# START OF DATA SHOWN

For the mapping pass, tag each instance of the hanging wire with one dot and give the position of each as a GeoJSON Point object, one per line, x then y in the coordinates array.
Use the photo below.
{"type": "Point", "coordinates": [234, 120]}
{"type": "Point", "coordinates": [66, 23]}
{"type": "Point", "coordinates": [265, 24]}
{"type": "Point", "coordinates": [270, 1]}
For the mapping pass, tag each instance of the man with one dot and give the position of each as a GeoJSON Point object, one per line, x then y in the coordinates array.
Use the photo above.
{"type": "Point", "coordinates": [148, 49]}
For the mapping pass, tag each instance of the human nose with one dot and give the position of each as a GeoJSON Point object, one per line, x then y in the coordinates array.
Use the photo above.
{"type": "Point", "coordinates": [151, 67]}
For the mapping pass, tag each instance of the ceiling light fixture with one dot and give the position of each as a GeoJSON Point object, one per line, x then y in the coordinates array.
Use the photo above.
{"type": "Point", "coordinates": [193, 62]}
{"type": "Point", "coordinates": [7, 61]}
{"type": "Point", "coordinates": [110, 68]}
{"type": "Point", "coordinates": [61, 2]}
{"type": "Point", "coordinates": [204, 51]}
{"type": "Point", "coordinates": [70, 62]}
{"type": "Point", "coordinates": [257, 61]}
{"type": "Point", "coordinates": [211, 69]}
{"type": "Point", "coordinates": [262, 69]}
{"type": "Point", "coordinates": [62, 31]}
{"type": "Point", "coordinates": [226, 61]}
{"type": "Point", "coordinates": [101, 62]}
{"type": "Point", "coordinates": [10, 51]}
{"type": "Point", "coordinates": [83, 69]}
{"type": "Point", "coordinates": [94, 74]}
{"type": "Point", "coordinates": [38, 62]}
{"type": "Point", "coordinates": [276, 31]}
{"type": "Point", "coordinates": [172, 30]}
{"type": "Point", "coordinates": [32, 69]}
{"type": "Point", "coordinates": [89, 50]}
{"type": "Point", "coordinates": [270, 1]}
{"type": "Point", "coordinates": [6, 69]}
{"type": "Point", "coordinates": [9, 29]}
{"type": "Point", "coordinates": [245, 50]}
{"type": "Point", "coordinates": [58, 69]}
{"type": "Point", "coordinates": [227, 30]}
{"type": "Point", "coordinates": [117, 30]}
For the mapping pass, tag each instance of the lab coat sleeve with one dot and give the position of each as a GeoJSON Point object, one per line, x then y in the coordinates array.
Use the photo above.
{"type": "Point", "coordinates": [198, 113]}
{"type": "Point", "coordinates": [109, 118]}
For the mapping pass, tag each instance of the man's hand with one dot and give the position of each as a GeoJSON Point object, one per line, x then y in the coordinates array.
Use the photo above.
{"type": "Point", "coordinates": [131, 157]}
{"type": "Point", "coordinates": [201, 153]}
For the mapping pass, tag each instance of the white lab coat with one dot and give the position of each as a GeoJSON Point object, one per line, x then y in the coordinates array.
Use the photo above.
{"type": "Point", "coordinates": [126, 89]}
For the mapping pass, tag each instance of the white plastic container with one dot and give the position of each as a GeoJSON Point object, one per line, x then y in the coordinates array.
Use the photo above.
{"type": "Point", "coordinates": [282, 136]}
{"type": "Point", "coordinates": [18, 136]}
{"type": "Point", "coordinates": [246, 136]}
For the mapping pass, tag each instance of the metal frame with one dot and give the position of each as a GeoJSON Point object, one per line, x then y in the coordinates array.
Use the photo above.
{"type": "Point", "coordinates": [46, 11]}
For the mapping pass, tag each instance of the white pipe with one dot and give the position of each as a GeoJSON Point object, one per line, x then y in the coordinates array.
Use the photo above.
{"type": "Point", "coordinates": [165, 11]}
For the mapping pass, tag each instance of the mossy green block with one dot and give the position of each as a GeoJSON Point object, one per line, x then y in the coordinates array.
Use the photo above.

# END OF DATA SHOWN

■ EXERCISE INSTRUCTIONS: Copy every one of the entries above verbatim, keeping each line unchanged and in its original order.

■ FULL ANSWER:
For the mapping pass, tag each instance of the hanging wire with one dot and give the position of each as a GeoJSON Point object, one per line, x then y in the coordinates array.
Use the photo below.
{"type": "Point", "coordinates": [234, 120]}
{"type": "Point", "coordinates": [66, 23]}
{"type": "Point", "coordinates": [265, 24]}
{"type": "Point", "coordinates": [270, 1]}
For the mapping pass, tag each instance of the man with one dot and give the position of each as a GeoJSON Point object, one per line, x then y in the coordinates array.
Use the photo above.
{"type": "Point", "coordinates": [148, 49]}
For the mapping pass, tag each instance of the human nose with one dot and give the position of each as a GeoJSON Point object, one per line, x then y in the coordinates array.
Use the photo above.
{"type": "Point", "coordinates": [151, 67]}
For the mapping pass, tag each instance of the ceiling light fixture with one dot and give the position of each as a GeoJSON Point object, one per line, x then y in the coordinates array.
Use the photo above.
{"type": "Point", "coordinates": [193, 62]}
{"type": "Point", "coordinates": [7, 61]}
{"type": "Point", "coordinates": [110, 68]}
{"type": "Point", "coordinates": [61, 2]}
{"type": "Point", "coordinates": [204, 51]}
{"type": "Point", "coordinates": [70, 62]}
{"type": "Point", "coordinates": [257, 61]}
{"type": "Point", "coordinates": [211, 69]}
{"type": "Point", "coordinates": [262, 69]}
{"type": "Point", "coordinates": [62, 31]}
{"type": "Point", "coordinates": [226, 61]}
{"type": "Point", "coordinates": [101, 62]}
{"type": "Point", "coordinates": [10, 51]}
{"type": "Point", "coordinates": [83, 69]}
{"type": "Point", "coordinates": [94, 74]}
{"type": "Point", "coordinates": [38, 62]}
{"type": "Point", "coordinates": [276, 31]}
{"type": "Point", "coordinates": [172, 30]}
{"type": "Point", "coordinates": [32, 69]}
{"type": "Point", "coordinates": [89, 50]}
{"type": "Point", "coordinates": [270, 1]}
{"type": "Point", "coordinates": [6, 69]}
{"type": "Point", "coordinates": [9, 29]}
{"type": "Point", "coordinates": [245, 50]}
{"type": "Point", "coordinates": [58, 69]}
{"type": "Point", "coordinates": [227, 30]}
{"type": "Point", "coordinates": [117, 30]}
For the mapping pass, tag each instance of the lab coat sleeve with one dot and give the position of each as a GeoJSON Point object, one per line, x then y in the coordinates array.
Use the photo above.
{"type": "Point", "coordinates": [198, 113]}
{"type": "Point", "coordinates": [109, 118]}
For the mapping pass, tag each instance of the man's hand with one dot and give the position of each as a GeoJSON Point object, one per line, x then y in the coordinates array.
Use the photo above.
{"type": "Point", "coordinates": [131, 157]}
{"type": "Point", "coordinates": [201, 153]}
For the mapping pass, tag each instance of the white lab coat with one dot and give the position of each as a GeoJSON Point object, one per line, x then y in the coordinates array.
Use the photo above.
{"type": "Point", "coordinates": [126, 89]}
For the mapping pass, tag each instance of the white plastic container with one dot and give the position of each as a GeoJSON Point object, one per line, x then y in the coordinates array.
Use the photo above.
{"type": "Point", "coordinates": [282, 136]}
{"type": "Point", "coordinates": [18, 136]}
{"type": "Point", "coordinates": [246, 136]}
For the mapping pass, tag each instance of the metal frame with one dot and give the position of each as a GeoJSON Point object, one per line, x then y in the coordinates array.
Use the photo above.
{"type": "Point", "coordinates": [46, 11]}
For the mapping pass, tag each instance of the white pipe with one dot and give the position of each as a GeoJSON Point object, one per line, x then y in the coordinates array.
Use the photo above.
{"type": "Point", "coordinates": [165, 11]}
For the mapping pass, tag each instance of the mossy green block with one dot and give the position of each as a GeoJSON Point object, one per line, x then y in the coordinates array.
Use the photo above.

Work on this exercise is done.